[What to work on]
1. From the passage on TARGET2 payment delays, extract the text starting with "structure of TARGET2" and going on through "a payments system.".
2. List every work that the passage on TARGET2 payment delays cites for time clustering.
╭─ Extract
Our first contribution is a characterization of delays in interbank payments via TARGET2 payment system that is consistent with findings in relevant theoretical and empirical work, including time clustering Armantier et al. (2008); Bartolini et al. (2010); Proepper et al. (2008); Massarenti et al. (2013), liquidity management trade-offs (Angelini, 1998; Bech and Garratt, 2003; Bech, 2008), operational risks Merrouche and Schanz (2010), inter alia. Because we have been particularly clean in our definitions of delays, particularly in regards to whether the delay is decision based or simply reflects computational capacity, these results provide new insights into one of the largest gross settlements systems in the world. We then contribute with a first approximation to the determinants whereby a delay in incoming transactions may cause a delay in other transactions downstream under different liquidity and market conditions using probit models with endogenous regressors. Our econometric approach allows us to isolate a contagion phenomenon in normal times and the presence of common factors driving the delays under distressed market conditions. Our estimation results provide weak evidence that banks do not systematically take strategic bilateral decisions towards other participants in a payment-by-payment basis as each payment is usually too small to induce a strategic game. Conversely, banks take choices on the liquidity to start operating in the system at the beginning of the day and a mechanical process runs on its own throughout the day after the initial decisions. Our estimates are robust and benefit from behavioral patterns of participant banks that we identify in the network 3

structure of TARGET2 as instruments. In particular, we consider temporary losses of liquidity as a result of a large spike in payments needs without an accompanying increase in liquidity, transmission of delay information throughout the network nodes (Blume et al., 2010) and interplay between free riding and reputation risks in bilateral punishment equilibria (Diehl, 2013). This evidence is important in that the theoretical research has often focused on mechanisms by which the participants within the payments system are punished on a individual participant-by-participant basis and this finding suggests that such mechanisms, which providing important insights, may miss the way that information is processed and acted upon within a payments system.
╰─
╭─ Raw data
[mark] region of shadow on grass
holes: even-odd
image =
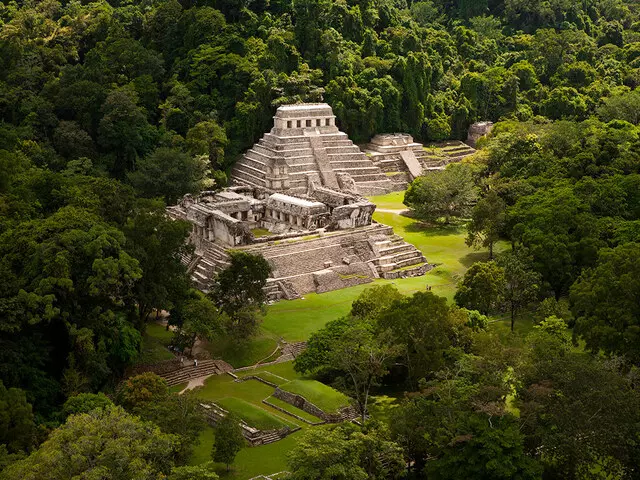
[[[469,268],[476,262],[488,262],[489,254],[487,252],[471,252],[460,258],[460,263]]]
[[[407,225],[405,230],[411,233],[422,233],[425,237],[439,237],[443,235],[458,235],[464,225],[451,223],[442,225],[438,223],[424,223],[416,220],[415,223]]]

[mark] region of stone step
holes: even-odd
[[[415,250],[415,247],[413,245],[410,245],[408,243],[401,243],[399,245],[392,245],[387,248],[380,248],[378,251],[380,252],[380,255],[390,255],[392,253],[408,252],[412,250]]]
[[[414,259],[422,256],[422,253],[419,250],[416,250],[415,247],[409,251],[403,251],[397,253],[395,255],[386,255],[383,257],[378,257],[373,260],[374,265],[389,265],[389,264],[398,264],[404,260]]]

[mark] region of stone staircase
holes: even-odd
[[[282,347],[282,355],[291,356],[291,359],[295,359],[307,348],[307,342],[295,342],[295,343],[287,343]]]
[[[277,302],[278,300],[295,300],[300,298],[300,294],[288,280],[276,280],[275,278],[267,279],[264,287],[268,302]]]
[[[170,387],[180,385],[192,378],[222,375],[233,370],[233,367],[223,360],[199,360],[197,367],[193,365],[192,360],[185,359],[184,362],[184,365],[177,370],[160,374]]]
[[[399,235],[393,235],[389,239],[376,241],[374,248],[378,253],[377,258],[373,260],[378,274],[382,278],[399,278],[399,271],[406,271],[407,276],[416,270],[423,268],[427,260],[416,247],[410,243],[406,243]]]
[[[207,242],[207,247],[192,270],[191,279],[203,291],[208,290],[211,278],[229,266],[229,255],[223,247]]]
[[[318,175],[329,188],[339,189],[336,173],[348,173],[363,195],[393,190],[389,178],[343,132],[278,137],[266,133],[236,163],[232,180],[238,184],[267,187],[266,177],[275,159],[284,159],[289,193],[306,193],[309,175]]]
[[[309,137],[309,143],[311,144],[311,150],[313,151],[313,158],[315,159],[316,167],[320,172],[322,184],[333,190],[340,190],[338,179],[336,178],[335,172],[331,168],[331,164],[329,163],[329,156],[327,155],[327,150],[324,148],[324,144],[322,143],[320,134],[318,132],[308,132],[306,133],[306,136]]]

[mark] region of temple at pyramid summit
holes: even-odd
[[[167,209],[192,224],[195,252],[183,261],[195,284],[206,291],[230,249],[269,262],[272,301],[429,271],[422,252],[372,219],[376,206],[364,197],[402,190],[429,168],[421,145],[395,134],[370,147],[354,145],[327,104],[279,107],[271,131],[234,166],[230,187]]]
[[[361,195],[393,191],[389,178],[336,127],[326,103],[278,108],[274,126],[235,165],[233,182],[304,194],[316,182]]]

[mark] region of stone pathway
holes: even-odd
[[[206,375],[204,377],[192,378],[191,380],[189,380],[189,383],[187,384],[187,386],[184,387],[183,390],[178,392],[178,395],[182,395],[184,392],[188,392],[189,390],[193,390],[194,388],[197,388],[197,387],[204,387],[204,381],[207,378],[212,377],[212,376],[213,375]]]
[[[407,213],[409,213],[409,209],[408,208],[404,208],[404,209],[376,208],[376,212],[395,213],[396,215],[406,215]]]

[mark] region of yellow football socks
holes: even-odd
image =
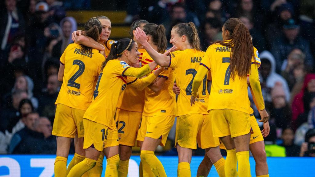
[[[94,167],[96,163],[96,161],[95,160],[86,157],[83,161],[72,168],[67,177],[81,176],[86,172]]]
[[[154,155],[154,151],[141,151],[140,158],[142,162],[142,166],[144,167],[145,162],[150,167],[150,168],[155,176],[164,177],[166,176],[164,168],[158,157]]]
[[[66,177],[67,175],[67,158],[60,156],[56,157],[54,171],[56,177]]]
[[[118,166],[118,176],[119,177],[127,177],[129,160],[119,160]]]
[[[107,164],[105,170],[105,176],[118,177],[118,165],[119,160],[118,154],[107,159]]]
[[[225,177],[225,172],[224,172],[225,163],[225,159],[222,157],[213,164],[220,177]]]
[[[239,177],[250,177],[249,151],[241,151],[236,152],[238,162],[238,174]]]
[[[188,162],[180,162],[178,163],[177,167],[177,176],[191,177],[192,173],[190,171],[190,164]]]
[[[235,149],[226,150],[226,159],[224,165],[224,171],[226,177],[237,176],[237,158]]]
[[[90,177],[100,177],[103,172],[103,161],[104,159],[104,156],[101,153],[97,159],[95,166],[88,172],[89,176]],[[82,177],[83,177],[82,176]]]
[[[72,160],[70,162],[70,163],[69,163],[69,165],[68,166],[68,168],[67,168],[67,175],[68,175],[69,172],[71,170],[72,167],[82,162],[85,158],[85,157],[84,156],[79,155],[77,153],[74,153],[74,156],[73,156],[73,158],[72,158]]]

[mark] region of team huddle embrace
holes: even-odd
[[[205,150],[198,177],[213,165],[222,177],[251,176],[249,150],[257,176],[269,176],[263,137],[269,134],[258,70],[259,54],[239,19],[228,20],[223,40],[205,52],[194,24],[134,22],[131,39],[109,39],[110,20],[89,19],[73,32],[60,58],[62,85],[55,104],[52,134],[57,136],[55,176],[127,177],[132,147],[140,147],[140,176],[165,177],[154,155],[164,146],[177,117],[174,146],[177,176],[191,176],[197,145]],[[211,81],[211,92],[207,88]],[[264,123],[261,131],[250,107],[250,90]],[[177,99],[175,95],[177,95]],[[72,139],[75,153],[67,168]],[[226,150],[225,159],[220,149]]]

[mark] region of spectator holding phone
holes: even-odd
[[[315,129],[306,132],[305,142],[301,146],[300,157],[315,157]]]

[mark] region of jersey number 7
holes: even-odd
[[[224,57],[222,58],[222,63],[228,63],[229,66],[227,67],[226,71],[225,72],[225,76],[224,77],[224,85],[230,84],[230,77],[231,76],[231,71],[230,69],[230,62],[231,59],[229,57]]]
[[[188,85],[186,88],[186,95],[192,95],[192,82],[194,81],[195,76],[197,74],[197,71],[194,69],[188,69],[186,70],[186,75],[188,74],[192,75],[192,79],[190,81],[190,82],[188,84]],[[202,95],[206,95],[206,89],[207,86],[207,75],[203,78],[203,80],[202,85]]]

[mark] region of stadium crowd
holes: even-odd
[[[74,7],[71,1],[5,0],[1,6],[0,153],[55,153],[51,131],[61,85],[59,59],[73,42],[71,34],[77,29],[75,19],[66,17],[66,12],[88,7]],[[88,1],[81,1],[89,5]],[[126,6],[126,24],[144,19],[163,24],[169,39],[173,26],[192,21],[198,28],[204,51],[222,40],[225,20],[240,19],[260,54],[260,80],[270,117],[266,143],[283,146],[287,156],[315,157],[309,153],[308,145],[315,143],[315,34],[312,32],[315,2],[144,1],[121,1],[133,5]],[[255,116],[260,119],[257,110]],[[262,129],[262,123],[260,125]],[[171,140],[175,136],[171,134]]]

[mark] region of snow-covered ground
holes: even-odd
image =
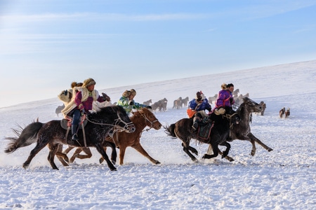
[[[234,162],[220,157],[204,161],[208,145],[192,140],[199,151],[199,162],[192,162],[180,140],[167,136],[164,129],[150,130],[143,133],[141,143],[159,165],[128,148],[125,164],[111,172],[91,148],[91,159],[76,160],[68,167],[55,159],[56,171],[45,148],[25,170],[22,164],[35,144],[6,154],[5,137],[14,136],[11,128],[18,124],[61,119],[55,108],[62,103],[56,97],[0,108],[0,209],[315,209],[316,60],[98,90],[113,102],[131,88],[137,90],[138,102],[166,97],[167,111],[156,112],[166,125],[187,117],[185,108],[172,108],[173,100],[192,99],[198,90],[213,96],[224,82],[266,103],[265,115],[254,114],[251,131],[272,151],[257,145],[252,157],[251,144],[235,140],[230,152]],[[279,118],[284,106],[291,108],[287,119]]]

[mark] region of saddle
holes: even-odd
[[[203,120],[199,123],[197,129],[197,139],[201,141],[205,141],[209,139],[211,135],[211,131],[214,123],[209,118],[204,118]]]
[[[65,118],[62,118],[60,121],[60,126],[65,129],[68,130],[69,127],[72,127],[72,118],[67,115]],[[79,128],[82,129],[82,126],[84,127],[88,122],[86,116],[81,116],[80,118],[80,123],[79,125]]]

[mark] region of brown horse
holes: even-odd
[[[180,97],[178,99],[174,100],[173,101],[173,106],[172,107],[172,108],[177,108],[179,109],[180,108],[181,108],[181,101],[182,101],[182,97]]]
[[[283,107],[282,108],[281,108],[281,110],[279,111],[279,116],[280,118],[283,118],[283,115],[285,113],[285,107]]]
[[[199,141],[209,144],[213,148],[213,155],[205,154],[202,158],[210,159],[217,157],[218,153],[222,155],[223,158],[227,158],[230,161],[233,159],[228,157],[228,152],[230,148],[230,144],[226,142],[226,139],[230,136],[230,127],[238,124],[239,118],[236,112],[230,107],[225,108],[224,115],[216,115],[215,113],[209,115],[210,122],[212,125],[211,134],[208,138],[201,139],[197,136],[197,133],[191,132],[192,125],[193,124],[192,118],[183,118],[178,120],[176,123],[171,124],[169,127],[164,127],[165,132],[168,136],[179,138],[182,141],[183,151],[191,158],[192,161],[197,161],[197,158],[190,152],[197,155],[197,150],[190,146],[191,139],[195,139]],[[218,145],[226,146],[226,150],[222,153]]]
[[[240,117],[240,123],[238,125],[234,125],[234,126],[230,127],[230,136],[227,141],[232,141],[235,139],[249,141],[252,144],[251,153],[252,156],[256,154],[256,142],[266,149],[268,152],[272,151],[272,149],[257,139],[251,133],[250,130],[250,114],[253,112],[261,112],[262,110],[261,105],[248,97],[244,97],[243,99],[244,102],[240,104],[239,107],[236,111],[236,113]],[[209,147],[208,153],[211,153],[211,148]]]
[[[146,126],[148,126],[150,129],[153,127],[155,130],[159,130],[162,127],[162,124],[154,116],[149,109],[147,108],[142,108],[138,109],[138,111],[133,112],[133,115],[131,118],[131,121],[134,124],[136,130],[133,133],[119,132],[113,135],[113,136],[106,137],[106,141],[110,143],[114,143],[117,147],[119,148],[119,164],[124,164],[124,159],[126,149],[128,146],[131,146],[140,154],[148,158],[153,164],[160,164],[158,160],[154,160],[145,150],[140,144],[140,136],[142,132]],[[107,144],[107,143],[106,143]],[[105,148],[106,149],[106,148]],[[113,148],[112,148],[113,150]],[[74,160],[74,158],[81,152],[78,148],[74,153],[70,160]],[[85,155],[86,156],[86,155]],[[90,156],[91,157],[91,156]],[[90,158],[88,157],[88,158]],[[88,158],[86,157],[86,158]],[[100,159],[100,163],[103,162],[104,159],[101,158]]]
[[[146,101],[146,102],[143,102],[143,104],[149,106],[149,105],[150,105],[150,104],[152,104],[152,99],[149,99],[148,101]]]
[[[58,116],[58,115],[60,113],[61,113],[61,111],[62,109],[64,109],[64,108],[65,108],[65,105],[64,104],[57,106],[56,110],[55,110],[55,113],[56,113],[57,116]]]
[[[287,118],[289,116],[289,115],[290,115],[290,111],[290,111],[290,108],[288,108],[287,109],[287,111],[285,111],[285,118]]]
[[[181,100],[181,107],[182,106],[187,106],[187,102],[189,102],[189,97],[186,97],[185,98]]]
[[[102,108],[99,111],[89,115],[88,122],[84,127],[85,138],[81,132],[79,132],[79,141],[72,140],[71,134],[67,134],[67,132],[61,127],[60,120],[51,120],[46,123],[35,122],[22,130],[18,134],[18,138],[6,138],[11,141],[5,152],[13,153],[20,147],[37,142],[37,146],[23,164],[23,167],[27,169],[34,157],[48,145],[50,150],[48,160],[53,169],[58,169],[54,162],[54,158],[61,144],[81,147],[86,144],[87,146],[96,147],[103,158],[106,160],[109,168],[112,171],[115,171],[117,169],[110,160],[102,144],[104,136],[113,130],[114,132],[133,132],[135,129],[135,126],[121,106],[106,106]],[[86,142],[84,142],[84,139],[86,140]]]

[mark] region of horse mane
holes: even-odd
[[[116,113],[117,112],[125,112],[124,108],[121,106],[107,106],[104,107],[100,107],[97,108],[96,112],[92,113],[92,115],[100,114],[100,113]]]

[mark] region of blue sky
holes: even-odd
[[[0,0],[0,107],[87,78],[105,89],[315,59],[315,11],[308,0]]]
╰─
[Final results]
1.
structure of TARGET2 as instruments. In particular, we consider temporary losses of liquidity as a result of a large spike in payments needs without an accompanying increase in liquidity, transmission of delay information throughout the network nodes (Blume et al., 2010) and interplay between free riding and reputation risks in bilateral punishment equilibria (Diehl, 2013). This evidence is important in that the theoretical research has often focused on mechanisms by which the participants within the payments system are punished on a individual participant-by-participant basis and this finding suggests that such mechanisms, which providing important insights, may miss the way that information is processed and acted upon within a payments system.

2.
Armantier et al. (2008)
Bartolini et al. (2010)
Proepper et al. (2008)
Massarenti et al. (2013)